- DATA SUPPLIED -

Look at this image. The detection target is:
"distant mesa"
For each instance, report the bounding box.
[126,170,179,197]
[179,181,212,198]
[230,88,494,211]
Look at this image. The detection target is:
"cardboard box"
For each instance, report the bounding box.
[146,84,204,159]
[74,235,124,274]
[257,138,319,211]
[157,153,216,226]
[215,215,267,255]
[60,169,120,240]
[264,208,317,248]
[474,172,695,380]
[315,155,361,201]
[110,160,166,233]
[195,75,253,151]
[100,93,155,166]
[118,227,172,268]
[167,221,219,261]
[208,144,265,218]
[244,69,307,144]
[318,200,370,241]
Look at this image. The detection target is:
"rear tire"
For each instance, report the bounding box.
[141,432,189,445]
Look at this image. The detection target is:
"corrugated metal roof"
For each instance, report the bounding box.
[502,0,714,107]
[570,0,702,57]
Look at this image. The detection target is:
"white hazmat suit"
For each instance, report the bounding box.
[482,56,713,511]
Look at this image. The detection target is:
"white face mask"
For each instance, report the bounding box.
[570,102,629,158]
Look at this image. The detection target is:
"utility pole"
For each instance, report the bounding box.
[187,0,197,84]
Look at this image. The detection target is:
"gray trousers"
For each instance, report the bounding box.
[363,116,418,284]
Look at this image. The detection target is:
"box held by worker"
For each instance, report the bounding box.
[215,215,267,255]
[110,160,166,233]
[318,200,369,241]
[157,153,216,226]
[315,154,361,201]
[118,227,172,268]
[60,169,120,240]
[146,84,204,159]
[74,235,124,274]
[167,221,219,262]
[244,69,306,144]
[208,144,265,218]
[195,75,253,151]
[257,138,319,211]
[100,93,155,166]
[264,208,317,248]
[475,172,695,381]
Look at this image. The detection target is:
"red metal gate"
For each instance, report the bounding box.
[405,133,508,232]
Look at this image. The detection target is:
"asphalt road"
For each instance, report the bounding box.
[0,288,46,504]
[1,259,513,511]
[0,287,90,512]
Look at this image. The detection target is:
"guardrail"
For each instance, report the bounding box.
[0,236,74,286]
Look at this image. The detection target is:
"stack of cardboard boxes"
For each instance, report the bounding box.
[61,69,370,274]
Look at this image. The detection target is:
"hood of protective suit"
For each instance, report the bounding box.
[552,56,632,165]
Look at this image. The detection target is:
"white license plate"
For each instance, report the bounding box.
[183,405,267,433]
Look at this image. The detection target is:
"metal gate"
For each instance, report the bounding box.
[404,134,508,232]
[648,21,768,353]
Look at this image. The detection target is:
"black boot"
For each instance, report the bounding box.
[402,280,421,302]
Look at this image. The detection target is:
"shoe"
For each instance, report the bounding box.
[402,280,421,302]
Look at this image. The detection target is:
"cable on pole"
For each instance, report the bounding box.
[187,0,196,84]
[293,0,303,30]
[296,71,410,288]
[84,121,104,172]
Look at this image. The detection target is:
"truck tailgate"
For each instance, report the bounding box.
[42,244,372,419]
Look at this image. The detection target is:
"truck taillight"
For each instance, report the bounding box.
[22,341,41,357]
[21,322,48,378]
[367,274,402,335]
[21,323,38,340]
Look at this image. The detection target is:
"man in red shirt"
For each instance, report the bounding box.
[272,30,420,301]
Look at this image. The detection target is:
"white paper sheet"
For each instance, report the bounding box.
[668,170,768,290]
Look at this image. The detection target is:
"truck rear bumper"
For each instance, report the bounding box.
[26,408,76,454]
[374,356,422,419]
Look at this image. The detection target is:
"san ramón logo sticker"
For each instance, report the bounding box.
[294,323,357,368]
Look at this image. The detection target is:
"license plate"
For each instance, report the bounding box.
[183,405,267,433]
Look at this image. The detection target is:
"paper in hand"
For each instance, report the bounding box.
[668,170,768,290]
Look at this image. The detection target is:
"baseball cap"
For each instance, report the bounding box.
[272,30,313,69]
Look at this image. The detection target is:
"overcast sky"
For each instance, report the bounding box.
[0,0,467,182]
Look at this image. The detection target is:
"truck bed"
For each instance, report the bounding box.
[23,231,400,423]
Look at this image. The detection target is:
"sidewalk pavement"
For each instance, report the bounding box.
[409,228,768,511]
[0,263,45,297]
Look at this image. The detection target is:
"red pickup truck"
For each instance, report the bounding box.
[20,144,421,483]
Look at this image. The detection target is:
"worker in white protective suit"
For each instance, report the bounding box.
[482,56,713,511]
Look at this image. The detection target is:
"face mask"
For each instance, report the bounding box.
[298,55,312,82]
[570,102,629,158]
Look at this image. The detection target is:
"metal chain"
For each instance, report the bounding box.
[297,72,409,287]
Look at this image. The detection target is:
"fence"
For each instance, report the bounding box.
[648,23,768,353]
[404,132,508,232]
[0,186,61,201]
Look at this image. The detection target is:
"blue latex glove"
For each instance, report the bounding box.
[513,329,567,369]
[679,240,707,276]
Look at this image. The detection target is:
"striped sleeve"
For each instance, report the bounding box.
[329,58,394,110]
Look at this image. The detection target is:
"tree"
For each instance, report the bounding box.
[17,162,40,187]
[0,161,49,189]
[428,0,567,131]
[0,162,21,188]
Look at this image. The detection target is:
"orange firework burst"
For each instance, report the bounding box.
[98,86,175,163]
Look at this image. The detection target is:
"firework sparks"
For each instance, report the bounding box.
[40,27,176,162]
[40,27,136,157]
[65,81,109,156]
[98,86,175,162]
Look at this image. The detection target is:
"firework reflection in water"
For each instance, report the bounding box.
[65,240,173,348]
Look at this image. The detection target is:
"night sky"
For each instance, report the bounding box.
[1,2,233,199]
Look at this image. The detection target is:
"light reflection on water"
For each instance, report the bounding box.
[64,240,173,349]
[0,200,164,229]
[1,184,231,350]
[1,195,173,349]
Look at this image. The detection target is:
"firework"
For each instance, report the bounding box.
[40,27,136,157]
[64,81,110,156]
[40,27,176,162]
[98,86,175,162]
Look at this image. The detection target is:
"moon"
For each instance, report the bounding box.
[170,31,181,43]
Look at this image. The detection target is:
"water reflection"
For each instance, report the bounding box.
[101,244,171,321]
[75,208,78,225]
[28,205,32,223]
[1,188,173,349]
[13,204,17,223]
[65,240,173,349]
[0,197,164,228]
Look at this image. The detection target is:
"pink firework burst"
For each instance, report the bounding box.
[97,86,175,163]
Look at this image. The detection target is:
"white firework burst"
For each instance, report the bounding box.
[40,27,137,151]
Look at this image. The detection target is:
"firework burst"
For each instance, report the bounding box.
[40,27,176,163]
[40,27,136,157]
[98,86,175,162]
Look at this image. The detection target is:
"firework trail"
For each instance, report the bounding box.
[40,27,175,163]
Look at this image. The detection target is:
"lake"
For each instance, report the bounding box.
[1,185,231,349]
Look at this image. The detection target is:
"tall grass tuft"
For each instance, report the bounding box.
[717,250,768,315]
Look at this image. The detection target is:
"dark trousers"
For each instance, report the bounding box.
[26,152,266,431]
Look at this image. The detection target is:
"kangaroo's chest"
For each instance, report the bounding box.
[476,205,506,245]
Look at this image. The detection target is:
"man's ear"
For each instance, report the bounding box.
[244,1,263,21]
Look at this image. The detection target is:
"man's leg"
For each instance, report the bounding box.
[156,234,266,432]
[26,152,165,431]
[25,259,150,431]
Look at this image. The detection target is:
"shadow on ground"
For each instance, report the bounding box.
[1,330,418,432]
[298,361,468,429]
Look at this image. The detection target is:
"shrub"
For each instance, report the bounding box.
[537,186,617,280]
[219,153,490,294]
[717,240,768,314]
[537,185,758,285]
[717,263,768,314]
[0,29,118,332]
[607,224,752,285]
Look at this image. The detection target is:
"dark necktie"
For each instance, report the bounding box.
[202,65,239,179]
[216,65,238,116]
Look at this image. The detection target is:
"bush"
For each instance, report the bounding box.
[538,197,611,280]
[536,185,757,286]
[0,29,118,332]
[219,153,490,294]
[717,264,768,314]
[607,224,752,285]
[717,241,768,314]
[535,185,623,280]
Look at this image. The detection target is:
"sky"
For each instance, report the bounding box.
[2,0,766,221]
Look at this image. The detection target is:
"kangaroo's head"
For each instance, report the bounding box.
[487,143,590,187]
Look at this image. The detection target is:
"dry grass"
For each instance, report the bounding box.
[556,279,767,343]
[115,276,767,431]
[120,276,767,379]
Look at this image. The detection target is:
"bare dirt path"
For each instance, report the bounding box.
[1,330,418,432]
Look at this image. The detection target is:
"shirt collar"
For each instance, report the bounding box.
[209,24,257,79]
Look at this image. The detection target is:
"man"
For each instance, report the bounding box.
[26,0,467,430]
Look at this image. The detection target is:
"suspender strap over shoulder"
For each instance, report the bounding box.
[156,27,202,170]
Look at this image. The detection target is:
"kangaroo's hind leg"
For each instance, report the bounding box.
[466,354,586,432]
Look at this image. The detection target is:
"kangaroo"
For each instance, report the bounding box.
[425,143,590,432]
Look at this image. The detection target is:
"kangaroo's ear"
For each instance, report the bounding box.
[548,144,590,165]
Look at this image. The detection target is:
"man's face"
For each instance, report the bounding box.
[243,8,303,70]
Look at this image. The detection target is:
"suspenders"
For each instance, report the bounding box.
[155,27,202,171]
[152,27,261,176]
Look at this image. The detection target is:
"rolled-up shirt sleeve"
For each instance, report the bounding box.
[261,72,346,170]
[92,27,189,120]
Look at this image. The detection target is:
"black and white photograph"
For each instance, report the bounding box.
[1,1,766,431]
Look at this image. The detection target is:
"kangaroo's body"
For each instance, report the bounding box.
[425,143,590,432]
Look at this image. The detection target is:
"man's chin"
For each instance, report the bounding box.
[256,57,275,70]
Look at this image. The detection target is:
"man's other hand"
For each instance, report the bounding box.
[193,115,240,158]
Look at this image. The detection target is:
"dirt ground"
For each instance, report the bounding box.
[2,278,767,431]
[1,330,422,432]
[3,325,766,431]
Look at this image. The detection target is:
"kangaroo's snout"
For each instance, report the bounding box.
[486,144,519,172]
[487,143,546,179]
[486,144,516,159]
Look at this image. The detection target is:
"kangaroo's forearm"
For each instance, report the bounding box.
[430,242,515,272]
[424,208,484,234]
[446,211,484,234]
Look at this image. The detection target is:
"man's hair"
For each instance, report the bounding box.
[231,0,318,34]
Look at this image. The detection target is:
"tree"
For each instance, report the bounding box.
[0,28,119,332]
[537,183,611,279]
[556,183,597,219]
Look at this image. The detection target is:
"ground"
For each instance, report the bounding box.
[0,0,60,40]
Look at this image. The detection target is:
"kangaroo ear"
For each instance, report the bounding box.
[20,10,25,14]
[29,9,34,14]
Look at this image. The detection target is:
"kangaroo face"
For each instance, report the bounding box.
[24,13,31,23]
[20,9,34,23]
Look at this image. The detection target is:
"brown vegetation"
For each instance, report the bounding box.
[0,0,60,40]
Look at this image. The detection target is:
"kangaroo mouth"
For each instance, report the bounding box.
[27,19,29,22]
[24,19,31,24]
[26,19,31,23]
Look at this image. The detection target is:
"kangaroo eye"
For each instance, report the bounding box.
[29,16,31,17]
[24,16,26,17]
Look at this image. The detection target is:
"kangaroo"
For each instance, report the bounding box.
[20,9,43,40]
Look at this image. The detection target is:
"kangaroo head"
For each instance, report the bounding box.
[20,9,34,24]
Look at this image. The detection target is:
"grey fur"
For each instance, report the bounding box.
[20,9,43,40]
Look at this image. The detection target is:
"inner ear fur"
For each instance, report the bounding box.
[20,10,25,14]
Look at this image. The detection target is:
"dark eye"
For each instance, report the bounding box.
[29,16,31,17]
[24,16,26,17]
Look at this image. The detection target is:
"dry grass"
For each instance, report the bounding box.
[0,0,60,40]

- WORK ORDER -
After examining the listing, give only the count of lines holding the string "ground".

- SOLUTION FOR THIS EXERCISE -
3